Given instruction 1 = Please extract every line of the entries below that contains the word "slope".

Passage to read =
▼▼▼
[Baylisa] The Future of Systems Administrators

Rob Markovic rob.markovic at gmail.com
Sun Jan 18 17:41:45 PST 2015


With the coming wave of IoT, unfortunately, Sys Admin or not, we will all
become AoT, Adminitrators of Things.

Some of us already are, with who knows how many different devices at home.

Not going away until things administer themselves.

-- Rob

about.me/vRobM
  [image: Rob Marković on about.me]
    <http://about.me/vRobM>


On Sat, Jan 17, 2015 at 11:59 PM, Roy Rapoport <rsr at inorganic.org> wrote:

> On 1/16/15 6:14 PM, Sean Hart wrote:
>
>> So, first off.  A lot of the low level sysadmins (kernel hackers,
>> rack-and-stackers, killer network folks, etc.) will go to huge
>> installations like Rackspace and Joyent and AWS.  They will do awesome
>> things there.
>>
>
> Putting aside the description of rack-and-stackers as doing "awesome
> things," I don't think it's actually accurate to say "a lot of the low
> level" folks will end up going to Joyent, Rackspace, etc, because with the
> increasing concentration of physical hardware in the hands of relatively
> few players, the number of jobs dealing with hardware doesn't increase --
> it decreases for exactly the same sizing efficiencies that we as customers
> then end up taking advantage of.
>
>  The Systems folks who do software installation and configuration/tuning
>> will pick up chef/puppet/ansible/$CONFIG_MGMT_OF_THE_WEEK, and
>> everything will be represented as code changes.
▲▲▲
Saved data entries =
▼▼▼
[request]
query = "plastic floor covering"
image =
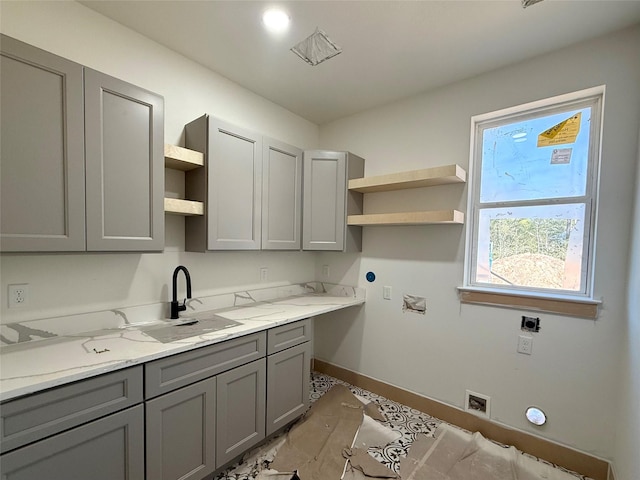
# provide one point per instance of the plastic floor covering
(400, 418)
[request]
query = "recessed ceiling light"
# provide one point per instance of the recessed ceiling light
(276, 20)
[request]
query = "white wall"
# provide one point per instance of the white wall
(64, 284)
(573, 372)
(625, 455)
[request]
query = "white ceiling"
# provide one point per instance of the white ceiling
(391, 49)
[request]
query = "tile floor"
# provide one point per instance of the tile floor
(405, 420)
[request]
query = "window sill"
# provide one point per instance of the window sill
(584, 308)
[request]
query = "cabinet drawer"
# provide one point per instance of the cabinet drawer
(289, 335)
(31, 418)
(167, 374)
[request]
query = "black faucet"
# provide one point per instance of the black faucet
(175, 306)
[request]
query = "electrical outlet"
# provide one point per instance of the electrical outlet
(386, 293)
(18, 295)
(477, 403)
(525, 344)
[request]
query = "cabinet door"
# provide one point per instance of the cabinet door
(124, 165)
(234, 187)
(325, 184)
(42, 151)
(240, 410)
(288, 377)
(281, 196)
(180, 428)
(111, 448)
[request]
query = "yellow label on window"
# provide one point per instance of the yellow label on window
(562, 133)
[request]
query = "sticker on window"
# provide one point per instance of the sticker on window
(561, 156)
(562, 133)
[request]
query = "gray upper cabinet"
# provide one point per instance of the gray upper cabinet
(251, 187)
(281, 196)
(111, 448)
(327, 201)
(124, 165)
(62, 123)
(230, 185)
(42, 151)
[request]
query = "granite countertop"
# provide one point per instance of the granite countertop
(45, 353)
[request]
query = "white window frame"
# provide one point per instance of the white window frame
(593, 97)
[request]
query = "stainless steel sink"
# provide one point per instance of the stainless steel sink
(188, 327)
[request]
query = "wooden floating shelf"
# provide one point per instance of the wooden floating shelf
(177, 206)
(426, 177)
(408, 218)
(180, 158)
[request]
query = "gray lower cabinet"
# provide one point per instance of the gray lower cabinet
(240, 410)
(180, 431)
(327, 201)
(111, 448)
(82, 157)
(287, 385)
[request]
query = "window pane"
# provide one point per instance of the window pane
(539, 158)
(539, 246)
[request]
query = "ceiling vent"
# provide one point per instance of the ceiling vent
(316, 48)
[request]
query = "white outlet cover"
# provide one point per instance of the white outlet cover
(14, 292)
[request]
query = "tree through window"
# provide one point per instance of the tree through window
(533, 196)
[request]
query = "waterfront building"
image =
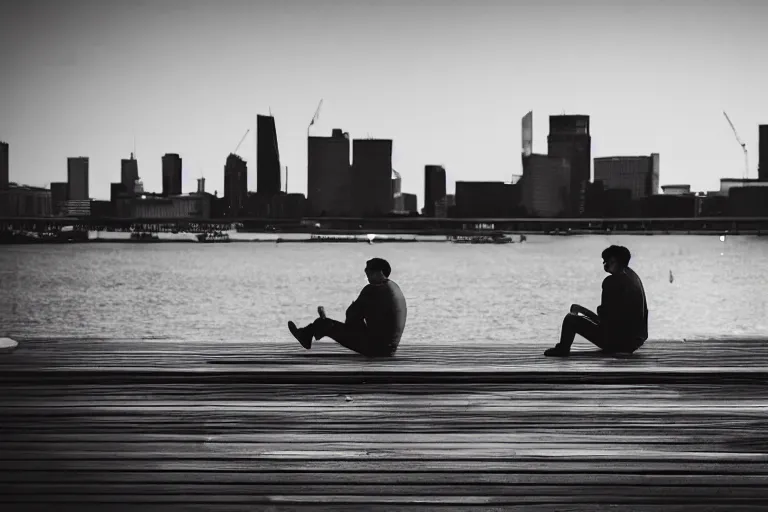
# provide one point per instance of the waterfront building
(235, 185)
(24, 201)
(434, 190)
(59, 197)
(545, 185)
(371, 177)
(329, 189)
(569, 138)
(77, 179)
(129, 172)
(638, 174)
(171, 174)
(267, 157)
▲▲▲
▼▼▼
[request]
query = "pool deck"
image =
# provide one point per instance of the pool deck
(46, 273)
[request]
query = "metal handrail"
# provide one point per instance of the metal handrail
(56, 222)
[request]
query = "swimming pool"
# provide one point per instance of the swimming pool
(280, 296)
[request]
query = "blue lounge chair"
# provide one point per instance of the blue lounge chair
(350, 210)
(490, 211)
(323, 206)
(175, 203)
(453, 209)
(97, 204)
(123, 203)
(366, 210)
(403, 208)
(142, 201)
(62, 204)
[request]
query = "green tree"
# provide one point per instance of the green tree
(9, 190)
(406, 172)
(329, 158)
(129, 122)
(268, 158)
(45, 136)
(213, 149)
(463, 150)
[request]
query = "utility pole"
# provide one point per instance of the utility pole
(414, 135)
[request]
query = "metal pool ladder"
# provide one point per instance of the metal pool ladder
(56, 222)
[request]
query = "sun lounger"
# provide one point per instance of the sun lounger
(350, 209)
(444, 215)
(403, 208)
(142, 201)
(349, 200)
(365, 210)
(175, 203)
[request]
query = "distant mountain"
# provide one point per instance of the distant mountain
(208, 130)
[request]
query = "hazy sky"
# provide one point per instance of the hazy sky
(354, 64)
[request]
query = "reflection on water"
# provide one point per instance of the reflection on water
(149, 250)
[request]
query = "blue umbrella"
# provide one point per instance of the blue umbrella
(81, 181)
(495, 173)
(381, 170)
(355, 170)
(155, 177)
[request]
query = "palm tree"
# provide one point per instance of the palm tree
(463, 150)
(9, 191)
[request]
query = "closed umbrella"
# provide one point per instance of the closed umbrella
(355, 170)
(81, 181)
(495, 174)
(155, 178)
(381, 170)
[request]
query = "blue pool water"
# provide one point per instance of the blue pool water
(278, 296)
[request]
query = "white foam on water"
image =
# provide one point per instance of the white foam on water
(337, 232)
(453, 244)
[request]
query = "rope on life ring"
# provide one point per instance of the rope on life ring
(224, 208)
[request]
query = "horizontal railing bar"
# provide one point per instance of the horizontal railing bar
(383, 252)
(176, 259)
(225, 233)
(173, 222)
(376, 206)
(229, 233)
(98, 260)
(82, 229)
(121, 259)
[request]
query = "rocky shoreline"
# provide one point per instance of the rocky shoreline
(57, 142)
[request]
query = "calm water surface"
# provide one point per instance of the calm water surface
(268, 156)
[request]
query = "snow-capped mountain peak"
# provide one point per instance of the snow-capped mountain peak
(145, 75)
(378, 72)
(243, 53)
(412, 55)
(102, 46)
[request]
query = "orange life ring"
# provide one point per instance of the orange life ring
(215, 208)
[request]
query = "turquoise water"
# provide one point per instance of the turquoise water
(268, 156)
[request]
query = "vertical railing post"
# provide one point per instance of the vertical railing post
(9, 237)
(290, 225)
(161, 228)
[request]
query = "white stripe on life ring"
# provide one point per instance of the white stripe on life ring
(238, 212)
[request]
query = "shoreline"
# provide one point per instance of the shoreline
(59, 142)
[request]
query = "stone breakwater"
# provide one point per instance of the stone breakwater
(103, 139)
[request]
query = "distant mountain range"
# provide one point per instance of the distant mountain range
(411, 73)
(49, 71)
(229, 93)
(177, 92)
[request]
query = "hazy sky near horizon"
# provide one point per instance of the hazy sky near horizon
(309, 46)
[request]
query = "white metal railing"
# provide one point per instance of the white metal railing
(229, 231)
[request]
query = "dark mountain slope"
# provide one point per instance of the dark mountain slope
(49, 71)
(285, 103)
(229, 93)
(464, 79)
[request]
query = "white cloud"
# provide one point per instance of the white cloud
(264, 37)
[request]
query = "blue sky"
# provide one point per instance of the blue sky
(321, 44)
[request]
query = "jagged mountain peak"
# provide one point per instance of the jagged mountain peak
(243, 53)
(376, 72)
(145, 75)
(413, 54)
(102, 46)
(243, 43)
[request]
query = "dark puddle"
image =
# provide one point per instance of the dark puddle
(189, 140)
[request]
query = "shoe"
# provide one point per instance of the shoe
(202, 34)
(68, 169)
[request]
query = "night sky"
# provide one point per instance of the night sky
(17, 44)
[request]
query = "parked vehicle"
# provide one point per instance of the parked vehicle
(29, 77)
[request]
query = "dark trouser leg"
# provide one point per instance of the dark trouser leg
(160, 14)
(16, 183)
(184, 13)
▲▲▲
Given instruction 2 =
Answer these questions on the mailing-list post above:
(a) According to Rob Markovic, until when will this work not go away?
(b) Which three large installations does Sean Hart name?
(c) What does Roy Rapoport say happens to the number of jobs dealing with hardware?

Full response 1 =
query = "dark mountain slope"
# provide one point per instance of the dark mountain slope

Full response 2 =
(a) Until things administer themselves.
(b) Rackspace, Joyent and AWS.
(c) It decreases.